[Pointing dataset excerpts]
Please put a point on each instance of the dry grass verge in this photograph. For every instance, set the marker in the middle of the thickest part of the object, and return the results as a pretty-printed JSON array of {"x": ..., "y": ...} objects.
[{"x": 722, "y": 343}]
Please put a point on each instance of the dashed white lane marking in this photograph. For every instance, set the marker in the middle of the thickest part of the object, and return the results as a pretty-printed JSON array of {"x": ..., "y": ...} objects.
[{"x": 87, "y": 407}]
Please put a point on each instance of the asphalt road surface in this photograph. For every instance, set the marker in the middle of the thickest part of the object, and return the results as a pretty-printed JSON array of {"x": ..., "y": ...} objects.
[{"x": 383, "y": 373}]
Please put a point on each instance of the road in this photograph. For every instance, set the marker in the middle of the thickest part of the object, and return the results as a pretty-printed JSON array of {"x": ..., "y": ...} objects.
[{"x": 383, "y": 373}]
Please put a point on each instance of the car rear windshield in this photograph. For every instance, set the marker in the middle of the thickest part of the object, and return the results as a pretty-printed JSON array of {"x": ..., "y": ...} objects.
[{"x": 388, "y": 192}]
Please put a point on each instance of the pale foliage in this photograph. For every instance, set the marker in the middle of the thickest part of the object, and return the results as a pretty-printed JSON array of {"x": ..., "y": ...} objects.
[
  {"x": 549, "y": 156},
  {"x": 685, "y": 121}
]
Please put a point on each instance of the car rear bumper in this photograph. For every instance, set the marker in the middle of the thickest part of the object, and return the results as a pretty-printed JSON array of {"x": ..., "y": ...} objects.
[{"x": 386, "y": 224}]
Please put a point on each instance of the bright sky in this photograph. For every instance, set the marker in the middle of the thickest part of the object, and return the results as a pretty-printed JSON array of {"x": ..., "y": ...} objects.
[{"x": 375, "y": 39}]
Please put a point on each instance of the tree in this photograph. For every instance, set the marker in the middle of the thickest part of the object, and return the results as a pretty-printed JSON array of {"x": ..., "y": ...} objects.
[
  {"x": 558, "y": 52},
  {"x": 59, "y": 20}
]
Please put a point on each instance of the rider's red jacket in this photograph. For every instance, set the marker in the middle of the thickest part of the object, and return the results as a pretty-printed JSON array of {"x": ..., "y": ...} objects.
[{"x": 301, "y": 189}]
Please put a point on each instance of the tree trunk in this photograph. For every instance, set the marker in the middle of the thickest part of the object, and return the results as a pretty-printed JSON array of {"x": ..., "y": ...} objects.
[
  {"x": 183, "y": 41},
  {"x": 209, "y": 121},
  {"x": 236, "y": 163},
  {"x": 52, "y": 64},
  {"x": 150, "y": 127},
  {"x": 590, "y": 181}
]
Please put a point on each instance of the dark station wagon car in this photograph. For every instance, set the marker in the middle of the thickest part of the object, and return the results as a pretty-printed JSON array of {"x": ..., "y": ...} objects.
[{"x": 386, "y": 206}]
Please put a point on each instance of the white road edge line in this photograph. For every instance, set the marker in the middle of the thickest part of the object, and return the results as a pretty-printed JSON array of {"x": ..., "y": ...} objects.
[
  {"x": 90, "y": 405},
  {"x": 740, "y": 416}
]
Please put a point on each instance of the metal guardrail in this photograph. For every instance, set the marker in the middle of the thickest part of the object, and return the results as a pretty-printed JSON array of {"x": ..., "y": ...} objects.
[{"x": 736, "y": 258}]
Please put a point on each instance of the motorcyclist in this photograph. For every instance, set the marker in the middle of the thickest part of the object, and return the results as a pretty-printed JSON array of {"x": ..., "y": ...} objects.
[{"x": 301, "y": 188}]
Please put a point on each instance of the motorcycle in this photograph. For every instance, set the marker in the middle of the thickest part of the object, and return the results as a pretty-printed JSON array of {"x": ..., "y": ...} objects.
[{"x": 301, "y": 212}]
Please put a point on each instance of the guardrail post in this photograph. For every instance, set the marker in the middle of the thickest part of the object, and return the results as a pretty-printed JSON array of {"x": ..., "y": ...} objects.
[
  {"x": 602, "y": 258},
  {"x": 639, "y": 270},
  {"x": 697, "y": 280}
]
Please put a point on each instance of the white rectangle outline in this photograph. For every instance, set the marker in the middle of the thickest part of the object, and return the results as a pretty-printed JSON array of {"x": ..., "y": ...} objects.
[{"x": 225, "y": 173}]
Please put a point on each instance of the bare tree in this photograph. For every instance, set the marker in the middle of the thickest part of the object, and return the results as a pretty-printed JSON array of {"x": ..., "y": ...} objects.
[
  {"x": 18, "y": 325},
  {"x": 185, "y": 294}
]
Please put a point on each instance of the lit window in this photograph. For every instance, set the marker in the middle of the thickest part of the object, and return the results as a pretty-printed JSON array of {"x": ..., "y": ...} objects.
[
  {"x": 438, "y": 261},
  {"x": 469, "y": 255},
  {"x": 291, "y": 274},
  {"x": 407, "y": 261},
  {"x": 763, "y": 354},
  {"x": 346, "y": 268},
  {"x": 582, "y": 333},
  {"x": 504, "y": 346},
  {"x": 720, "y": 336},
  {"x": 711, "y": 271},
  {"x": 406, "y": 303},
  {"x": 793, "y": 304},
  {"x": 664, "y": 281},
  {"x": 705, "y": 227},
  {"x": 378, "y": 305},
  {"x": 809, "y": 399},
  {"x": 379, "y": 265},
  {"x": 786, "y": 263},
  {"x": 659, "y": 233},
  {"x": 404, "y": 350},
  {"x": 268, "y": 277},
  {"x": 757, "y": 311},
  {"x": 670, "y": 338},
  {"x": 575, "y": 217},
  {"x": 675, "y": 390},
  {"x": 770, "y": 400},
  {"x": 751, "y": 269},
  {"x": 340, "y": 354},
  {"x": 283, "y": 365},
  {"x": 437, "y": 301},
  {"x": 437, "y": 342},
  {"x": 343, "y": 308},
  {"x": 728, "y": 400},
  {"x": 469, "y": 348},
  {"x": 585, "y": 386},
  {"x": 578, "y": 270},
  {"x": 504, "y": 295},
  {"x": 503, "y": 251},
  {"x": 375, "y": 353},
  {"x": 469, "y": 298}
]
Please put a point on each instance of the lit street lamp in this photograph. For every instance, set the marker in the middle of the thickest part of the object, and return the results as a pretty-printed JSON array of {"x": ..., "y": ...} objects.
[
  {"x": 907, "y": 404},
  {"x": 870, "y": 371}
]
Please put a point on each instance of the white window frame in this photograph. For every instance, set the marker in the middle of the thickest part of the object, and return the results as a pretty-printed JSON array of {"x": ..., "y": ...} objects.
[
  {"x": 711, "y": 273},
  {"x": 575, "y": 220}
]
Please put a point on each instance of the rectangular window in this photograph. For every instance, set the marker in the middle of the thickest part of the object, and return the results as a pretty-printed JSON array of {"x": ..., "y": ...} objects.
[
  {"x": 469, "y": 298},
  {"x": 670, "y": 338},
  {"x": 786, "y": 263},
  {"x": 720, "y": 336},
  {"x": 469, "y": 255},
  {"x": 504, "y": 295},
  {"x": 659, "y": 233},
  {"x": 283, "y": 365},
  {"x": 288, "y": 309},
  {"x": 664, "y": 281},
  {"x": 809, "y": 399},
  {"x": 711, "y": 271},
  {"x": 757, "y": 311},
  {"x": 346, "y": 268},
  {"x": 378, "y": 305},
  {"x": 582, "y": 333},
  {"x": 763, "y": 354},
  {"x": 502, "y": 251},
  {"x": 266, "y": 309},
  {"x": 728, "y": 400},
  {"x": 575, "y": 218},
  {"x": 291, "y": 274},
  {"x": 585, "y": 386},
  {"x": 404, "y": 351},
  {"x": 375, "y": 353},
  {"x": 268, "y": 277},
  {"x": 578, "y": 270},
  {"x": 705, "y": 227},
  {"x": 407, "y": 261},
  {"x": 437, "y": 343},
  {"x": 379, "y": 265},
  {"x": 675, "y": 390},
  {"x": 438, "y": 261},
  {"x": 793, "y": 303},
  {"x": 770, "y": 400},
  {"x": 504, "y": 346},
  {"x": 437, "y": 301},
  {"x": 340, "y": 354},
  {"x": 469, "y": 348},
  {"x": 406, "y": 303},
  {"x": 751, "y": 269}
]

** Work required **
Quote exactly what appears from the line containing "Please put a point on each instance of the lit street" through the final line of the listing above, including both of those lines.

** Task output **
Please put a point on each instance of the lit street lamp in this photograph. For every instance, set the marker in the middle of the thickest part of the object, and return the results as a pretty-printed JSON array of {"x": ..., "y": ...} objects.
[
  {"x": 907, "y": 404},
  {"x": 870, "y": 371}
]
Please put a point on each instance of the white window frame in this photograph. For every instance, set the marker in the middle of the thickest part of the object, and return the results as a pretty-printed JSON array of {"x": ..., "y": ...} objects.
[
  {"x": 711, "y": 273},
  {"x": 575, "y": 220}
]
Please put a point on each instance of the rectangular window in this photograph. For every instance, set the marker in the middle of the thickest part of the object, and return the results as a pretty-printed JSON array of {"x": ..., "y": ...} objects.
[
  {"x": 469, "y": 298},
  {"x": 670, "y": 338},
  {"x": 786, "y": 263},
  {"x": 720, "y": 336},
  {"x": 469, "y": 255},
  {"x": 504, "y": 295},
  {"x": 659, "y": 233},
  {"x": 283, "y": 365},
  {"x": 288, "y": 309},
  {"x": 664, "y": 281},
  {"x": 809, "y": 399},
  {"x": 711, "y": 271},
  {"x": 757, "y": 311},
  {"x": 346, "y": 268},
  {"x": 378, "y": 305},
  {"x": 582, "y": 333},
  {"x": 763, "y": 354},
  {"x": 502, "y": 251},
  {"x": 266, "y": 309},
  {"x": 728, "y": 400},
  {"x": 575, "y": 218},
  {"x": 291, "y": 274},
  {"x": 585, "y": 386},
  {"x": 404, "y": 351},
  {"x": 375, "y": 353},
  {"x": 268, "y": 277},
  {"x": 578, "y": 270},
  {"x": 705, "y": 227},
  {"x": 407, "y": 261},
  {"x": 437, "y": 343},
  {"x": 379, "y": 265},
  {"x": 675, "y": 390},
  {"x": 438, "y": 261},
  {"x": 793, "y": 303},
  {"x": 770, "y": 400},
  {"x": 504, "y": 346},
  {"x": 437, "y": 301},
  {"x": 340, "y": 354},
  {"x": 469, "y": 348},
  {"x": 406, "y": 303},
  {"x": 751, "y": 269}
]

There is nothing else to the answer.